··· PROVIDED ENTRIES ···

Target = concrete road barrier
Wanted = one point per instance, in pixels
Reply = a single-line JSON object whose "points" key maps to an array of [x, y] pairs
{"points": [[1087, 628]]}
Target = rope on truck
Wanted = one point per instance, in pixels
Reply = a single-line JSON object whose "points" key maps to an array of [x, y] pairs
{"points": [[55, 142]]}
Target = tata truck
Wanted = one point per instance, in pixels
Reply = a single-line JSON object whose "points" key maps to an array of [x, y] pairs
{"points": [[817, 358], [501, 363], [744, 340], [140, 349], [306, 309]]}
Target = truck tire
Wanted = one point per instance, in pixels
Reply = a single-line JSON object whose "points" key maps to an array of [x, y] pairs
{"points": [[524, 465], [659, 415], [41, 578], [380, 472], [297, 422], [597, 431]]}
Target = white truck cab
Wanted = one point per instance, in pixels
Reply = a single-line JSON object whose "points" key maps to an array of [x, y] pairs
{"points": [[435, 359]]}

···

*REQUIREMENT*. Rewrite the records from the line with "Target = tata truck" through the end of the records, requests included, and shift every point coordinate in the answers by -67.

*RESULT OF THIS TASK*.
Target = tata truck
Wanted = one point per instance, in pixels
Reply = a single-line JSON object whose "points" key maps to an array of [x, y] pairs
{"points": [[750, 291], [434, 296], [677, 273], [73, 282], [239, 242]]}
Target = truck tire
Wanted = one point per instance, in pixels
Reply = a single-line JSON object whose "points" key maps to an array of [x, y] pairs
{"points": [[457, 398], [592, 348], [-26, 511], [313, 405], [230, 355], [530, 364]]}
Target = white truck cab
Wanted = one point per instance, in pixels
Reply = a single-line JSON object whose "points" key maps to an array of [x, y] pairs
{"points": [[368, 292]]}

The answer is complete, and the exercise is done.